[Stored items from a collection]
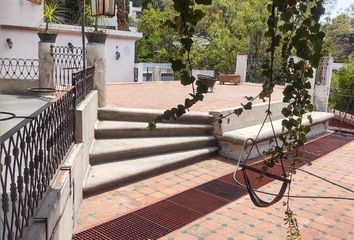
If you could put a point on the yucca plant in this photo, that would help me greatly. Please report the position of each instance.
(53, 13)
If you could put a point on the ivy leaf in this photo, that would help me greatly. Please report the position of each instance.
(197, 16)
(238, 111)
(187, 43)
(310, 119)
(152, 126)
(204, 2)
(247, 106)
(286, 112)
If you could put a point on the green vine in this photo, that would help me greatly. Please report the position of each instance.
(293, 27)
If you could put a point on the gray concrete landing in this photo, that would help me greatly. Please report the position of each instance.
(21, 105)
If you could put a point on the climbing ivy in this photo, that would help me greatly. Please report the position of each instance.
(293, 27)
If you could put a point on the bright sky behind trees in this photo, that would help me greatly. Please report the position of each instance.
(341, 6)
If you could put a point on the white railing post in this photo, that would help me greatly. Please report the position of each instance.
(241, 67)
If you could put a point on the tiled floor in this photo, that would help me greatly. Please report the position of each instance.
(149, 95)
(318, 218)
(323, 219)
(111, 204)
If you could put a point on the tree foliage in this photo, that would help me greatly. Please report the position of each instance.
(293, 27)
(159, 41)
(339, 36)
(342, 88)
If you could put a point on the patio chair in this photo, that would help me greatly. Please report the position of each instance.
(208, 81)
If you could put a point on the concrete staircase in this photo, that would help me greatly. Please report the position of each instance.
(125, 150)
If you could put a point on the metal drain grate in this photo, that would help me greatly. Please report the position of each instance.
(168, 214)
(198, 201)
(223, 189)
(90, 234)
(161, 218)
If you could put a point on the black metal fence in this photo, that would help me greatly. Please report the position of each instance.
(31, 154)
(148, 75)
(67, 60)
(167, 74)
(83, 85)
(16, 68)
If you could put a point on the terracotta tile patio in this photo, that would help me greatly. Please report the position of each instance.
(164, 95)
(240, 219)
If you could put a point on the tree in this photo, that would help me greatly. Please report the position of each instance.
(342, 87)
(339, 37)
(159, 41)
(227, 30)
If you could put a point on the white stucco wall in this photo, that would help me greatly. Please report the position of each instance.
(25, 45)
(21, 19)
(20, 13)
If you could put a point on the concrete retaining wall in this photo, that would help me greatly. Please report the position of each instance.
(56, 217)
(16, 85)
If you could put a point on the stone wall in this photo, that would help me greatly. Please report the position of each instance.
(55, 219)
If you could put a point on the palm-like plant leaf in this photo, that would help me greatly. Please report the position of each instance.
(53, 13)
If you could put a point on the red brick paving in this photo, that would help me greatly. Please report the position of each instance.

PROBLEM STATEMENT »
All of the entries above are to be written out exactly, with no pictures.

RESULT FOR THIS EXERCISE »
If you could put a point on the yucca plant in this photo, that would help me greatly. Please report the position of each instance.
(53, 13)
If you could put a point on the ivy leaf in this photo, that would help me greatly. Please report the position of each instance.
(197, 16)
(238, 111)
(187, 43)
(310, 119)
(152, 126)
(204, 2)
(247, 106)
(286, 112)
If you could put a point on the green vine in this photo, that would help me greatly. Please report the position of each instance.
(293, 27)
If you could put a point on the gray concrete landing in this photo, that would help me greatly. Please report the position of each instance.
(21, 105)
If you could put a point on the climbing ivy in this photo, that would help me greatly. Please report the position of each instance.
(293, 27)
If you could put a point on the bright sky behind trees in this photo, that would help me greatly. Please report the position of each instance.
(341, 6)
If you could put a point on the white railing post in this photo, that would help me greatly. Please report the position of each instance.
(241, 67)
If you could put a point on the tiled floor in this photo, that would help me greatly. Please report the position of each instance.
(149, 95)
(318, 218)
(323, 219)
(111, 204)
If you could put a point on the tree foliage in this photo, that would help me greatly. Please report the position of each instance.
(293, 27)
(159, 41)
(339, 36)
(342, 88)
If you could put a point on the patio chair in this photo, that would help me greatly. Please report the position of each instance.
(208, 81)
If you could put a point on the concrete staircase in this photo, that would help me greatly. Please report the position of each instance.
(125, 150)
If you could put a point on the metal drain grate in this photo, that would help me greatly. Please report the position of each instance.
(168, 214)
(198, 201)
(223, 189)
(90, 234)
(161, 218)
If you could put a point on the black metal fence in this photo, that would help me greatly. Please report the position of each instance.
(31, 154)
(148, 75)
(67, 60)
(167, 74)
(83, 85)
(16, 68)
If you could put a point on the terracotta tile patio in this photo, that would help me greatly. Please report the position of each instance.
(164, 95)
(240, 219)
If you could put a point on the tree in this photo, that would help me greatly. Please report the position of each instance.
(342, 87)
(339, 37)
(159, 41)
(227, 30)
If you could put a point on the white stucco wall in this photo, that would help me greatly. Please report the position of each instance.
(25, 45)
(21, 19)
(20, 13)
If you could put a point on the concrete retaining wall in this photo, that would help me greatly. Please report the position of each instance.
(56, 217)
(16, 85)
If you could put a point on the stone wall in this photo, that would help me greatly. Please report the position of each instance.
(55, 219)
If you could put a point on the palm-like plant leaf in this photo, that would help me greatly. Please report the position of each instance.
(53, 13)
If you could put a point on the red brick paving in this photo, that would help me greatly. Please report the position of each instance.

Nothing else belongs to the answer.